What to do – Below is a set of entries. Reproduce exactly the lines from the one containing "like [322, 4]." through the end, both included.

[Stored dataset items]

============

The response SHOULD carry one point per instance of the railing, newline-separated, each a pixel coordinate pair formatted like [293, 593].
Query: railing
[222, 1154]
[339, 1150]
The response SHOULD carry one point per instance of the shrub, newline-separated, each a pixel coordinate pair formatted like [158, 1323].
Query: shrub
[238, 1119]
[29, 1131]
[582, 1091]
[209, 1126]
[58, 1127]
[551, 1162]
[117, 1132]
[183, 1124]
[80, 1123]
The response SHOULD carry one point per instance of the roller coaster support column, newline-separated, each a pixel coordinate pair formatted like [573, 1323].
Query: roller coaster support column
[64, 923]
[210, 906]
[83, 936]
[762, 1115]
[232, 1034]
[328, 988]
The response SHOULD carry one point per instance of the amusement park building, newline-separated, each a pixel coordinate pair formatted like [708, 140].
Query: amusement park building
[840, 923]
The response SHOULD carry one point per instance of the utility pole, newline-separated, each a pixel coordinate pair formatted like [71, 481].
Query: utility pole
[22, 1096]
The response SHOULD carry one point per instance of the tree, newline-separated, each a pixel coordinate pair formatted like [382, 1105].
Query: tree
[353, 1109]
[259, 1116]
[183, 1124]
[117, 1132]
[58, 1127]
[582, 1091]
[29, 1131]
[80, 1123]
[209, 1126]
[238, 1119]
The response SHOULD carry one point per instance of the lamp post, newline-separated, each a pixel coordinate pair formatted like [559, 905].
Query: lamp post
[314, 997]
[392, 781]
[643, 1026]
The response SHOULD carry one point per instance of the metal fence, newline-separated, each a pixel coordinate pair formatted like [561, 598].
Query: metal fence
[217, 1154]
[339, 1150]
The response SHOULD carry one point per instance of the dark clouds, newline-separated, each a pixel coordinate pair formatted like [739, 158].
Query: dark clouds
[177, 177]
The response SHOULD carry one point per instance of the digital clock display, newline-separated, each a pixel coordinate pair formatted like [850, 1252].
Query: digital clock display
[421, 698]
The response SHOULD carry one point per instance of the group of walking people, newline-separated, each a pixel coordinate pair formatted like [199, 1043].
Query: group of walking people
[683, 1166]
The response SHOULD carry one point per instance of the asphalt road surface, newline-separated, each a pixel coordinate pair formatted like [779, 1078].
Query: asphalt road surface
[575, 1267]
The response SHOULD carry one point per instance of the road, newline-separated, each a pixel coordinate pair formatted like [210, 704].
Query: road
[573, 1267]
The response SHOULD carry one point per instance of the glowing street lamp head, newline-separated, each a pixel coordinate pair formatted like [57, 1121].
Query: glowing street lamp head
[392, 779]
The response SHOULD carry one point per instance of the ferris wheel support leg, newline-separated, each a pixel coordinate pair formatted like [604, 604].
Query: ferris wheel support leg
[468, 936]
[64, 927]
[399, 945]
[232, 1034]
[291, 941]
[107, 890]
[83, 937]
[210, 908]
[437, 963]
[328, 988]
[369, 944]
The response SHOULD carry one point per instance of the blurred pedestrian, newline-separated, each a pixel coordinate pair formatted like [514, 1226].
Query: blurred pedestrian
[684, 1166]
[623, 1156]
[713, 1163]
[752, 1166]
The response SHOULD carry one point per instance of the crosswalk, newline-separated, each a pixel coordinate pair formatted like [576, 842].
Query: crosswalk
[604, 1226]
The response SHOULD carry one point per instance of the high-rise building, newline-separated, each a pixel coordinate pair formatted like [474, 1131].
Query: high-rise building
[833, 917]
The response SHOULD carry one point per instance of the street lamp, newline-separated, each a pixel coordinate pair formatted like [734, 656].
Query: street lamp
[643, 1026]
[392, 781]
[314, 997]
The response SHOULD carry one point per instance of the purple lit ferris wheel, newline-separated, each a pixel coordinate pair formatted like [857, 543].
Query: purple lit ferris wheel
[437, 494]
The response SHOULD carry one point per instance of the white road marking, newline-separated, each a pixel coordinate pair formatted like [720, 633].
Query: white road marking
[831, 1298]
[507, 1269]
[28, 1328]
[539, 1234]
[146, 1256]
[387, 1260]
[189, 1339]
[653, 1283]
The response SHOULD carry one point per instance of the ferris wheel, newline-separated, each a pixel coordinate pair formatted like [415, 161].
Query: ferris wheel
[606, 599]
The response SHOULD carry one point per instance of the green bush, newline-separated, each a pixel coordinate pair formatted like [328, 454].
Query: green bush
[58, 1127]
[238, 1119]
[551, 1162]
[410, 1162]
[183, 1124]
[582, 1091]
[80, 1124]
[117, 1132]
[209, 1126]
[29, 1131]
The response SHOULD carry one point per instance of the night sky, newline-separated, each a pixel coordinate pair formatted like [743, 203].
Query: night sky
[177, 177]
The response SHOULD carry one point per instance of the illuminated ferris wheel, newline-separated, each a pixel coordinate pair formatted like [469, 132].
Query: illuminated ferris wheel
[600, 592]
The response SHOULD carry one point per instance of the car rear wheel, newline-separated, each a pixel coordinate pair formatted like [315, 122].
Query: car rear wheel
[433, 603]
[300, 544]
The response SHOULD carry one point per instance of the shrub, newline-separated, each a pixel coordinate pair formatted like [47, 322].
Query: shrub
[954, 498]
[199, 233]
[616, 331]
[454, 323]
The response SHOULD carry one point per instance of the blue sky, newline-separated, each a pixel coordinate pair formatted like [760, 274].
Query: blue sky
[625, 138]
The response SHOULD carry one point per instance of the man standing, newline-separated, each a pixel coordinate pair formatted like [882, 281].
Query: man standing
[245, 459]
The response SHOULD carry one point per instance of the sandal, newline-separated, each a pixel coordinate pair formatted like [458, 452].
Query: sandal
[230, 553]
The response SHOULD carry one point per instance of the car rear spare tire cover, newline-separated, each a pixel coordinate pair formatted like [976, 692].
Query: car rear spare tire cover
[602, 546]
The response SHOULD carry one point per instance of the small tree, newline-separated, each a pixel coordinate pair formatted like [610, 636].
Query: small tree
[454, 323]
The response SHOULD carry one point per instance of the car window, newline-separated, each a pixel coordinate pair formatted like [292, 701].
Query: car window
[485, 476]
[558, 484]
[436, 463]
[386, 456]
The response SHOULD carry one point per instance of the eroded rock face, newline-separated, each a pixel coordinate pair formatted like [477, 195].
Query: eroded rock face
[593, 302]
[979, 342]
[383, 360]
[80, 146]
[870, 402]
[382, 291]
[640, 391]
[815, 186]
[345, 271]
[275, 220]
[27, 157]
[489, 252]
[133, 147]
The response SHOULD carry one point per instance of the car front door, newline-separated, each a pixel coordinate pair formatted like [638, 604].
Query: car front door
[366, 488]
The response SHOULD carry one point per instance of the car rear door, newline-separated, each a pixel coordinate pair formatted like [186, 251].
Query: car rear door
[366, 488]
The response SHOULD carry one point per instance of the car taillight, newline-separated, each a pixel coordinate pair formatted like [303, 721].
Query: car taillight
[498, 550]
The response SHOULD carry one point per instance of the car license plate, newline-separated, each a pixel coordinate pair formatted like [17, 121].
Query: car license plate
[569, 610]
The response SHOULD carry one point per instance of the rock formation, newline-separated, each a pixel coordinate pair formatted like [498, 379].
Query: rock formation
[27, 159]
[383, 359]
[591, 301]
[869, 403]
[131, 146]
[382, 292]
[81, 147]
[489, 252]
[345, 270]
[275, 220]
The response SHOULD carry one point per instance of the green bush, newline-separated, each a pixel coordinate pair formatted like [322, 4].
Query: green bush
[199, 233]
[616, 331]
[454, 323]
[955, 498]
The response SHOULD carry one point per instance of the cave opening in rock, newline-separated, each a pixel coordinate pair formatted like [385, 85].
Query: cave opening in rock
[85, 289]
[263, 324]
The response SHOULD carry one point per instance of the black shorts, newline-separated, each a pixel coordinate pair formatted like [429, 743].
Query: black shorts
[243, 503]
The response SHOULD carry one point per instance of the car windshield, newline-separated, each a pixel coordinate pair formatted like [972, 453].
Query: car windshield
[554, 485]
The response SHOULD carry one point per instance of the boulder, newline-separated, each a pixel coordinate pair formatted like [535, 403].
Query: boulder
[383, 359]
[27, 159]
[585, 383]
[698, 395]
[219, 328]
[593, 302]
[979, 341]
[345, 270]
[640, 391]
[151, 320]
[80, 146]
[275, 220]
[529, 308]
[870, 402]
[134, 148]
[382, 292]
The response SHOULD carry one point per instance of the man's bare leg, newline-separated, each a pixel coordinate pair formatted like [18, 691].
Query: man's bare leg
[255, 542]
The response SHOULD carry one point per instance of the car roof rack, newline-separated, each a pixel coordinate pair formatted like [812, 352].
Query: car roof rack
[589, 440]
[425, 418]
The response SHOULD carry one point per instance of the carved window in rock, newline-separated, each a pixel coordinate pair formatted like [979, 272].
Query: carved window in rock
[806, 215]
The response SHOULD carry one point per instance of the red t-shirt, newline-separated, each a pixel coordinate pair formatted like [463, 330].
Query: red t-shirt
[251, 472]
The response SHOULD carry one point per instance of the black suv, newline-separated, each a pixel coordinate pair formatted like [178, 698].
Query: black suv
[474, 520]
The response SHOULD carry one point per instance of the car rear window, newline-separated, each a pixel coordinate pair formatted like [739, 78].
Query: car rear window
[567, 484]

============

Response for this exercise –
The response SHOULD carry one point per instance of the green bush, newline-separated, each a pixel coordinate pair formatted like [322, 4].
Query: green bush
[199, 233]
[616, 331]
[454, 323]
[955, 498]
The response SHOULD carry one point per instance of the cave opening in rock, newline-separated, each a pixel coordinate pair formatted like [385, 85].
Query: cave opening in rock
[85, 289]
[263, 324]
The response SHOULD carry one point per instance of the black shorts, newline-separated, each a pixel coordinate pair formatted like [429, 743].
Query: black shorts
[243, 503]
The response SHOULD carry one point per instance of the car windshield, newline-separated, each a pixel coordinate pair formatted like [972, 453].
Query: car windshield
[554, 485]
The response SHOULD carry one point per instance of the boulder, newline-separated, each a pixel coordinate pair formatted like [535, 403].
Query: boulder
[383, 359]
[27, 159]
[585, 383]
[698, 395]
[219, 328]
[593, 302]
[979, 341]
[345, 270]
[640, 391]
[151, 320]
[80, 146]
[275, 220]
[529, 308]
[870, 402]
[134, 148]
[382, 292]
The response SHOULD carry one point per instance of the man's bare leg, newline-separated, each a pixel coordinate pair formatted like [18, 691].
Query: man's bare leg
[255, 542]
The response SHOULD carry one point per instance of the car roof rack, newline-separated, each a pixel coordinate pair formatted like [812, 352].
Query: car roof rack
[589, 440]
[425, 418]
The response SHOULD carry one point per instance of the carved window in rock, newline-separated, each a pixel coordinate pair formatted like [979, 272].
Query: carved window in rock
[806, 215]
The response SHOULD carry one point per instance of the red t-shirt, newline-separated, each a pixel coordinate pair formatted like [463, 330].
Query: red t-shirt
[251, 472]
The response SHOULD carry one point per instance of the black suv, newline-separated, each a pixel coordinate pair formatted like [178, 698].
Query: black suv
[474, 520]
The response SHOULD carry one point per instance of the car rear window, newline-separated, each a pixel coordinate pair formatted like [739, 78].
Query: car rear window
[567, 484]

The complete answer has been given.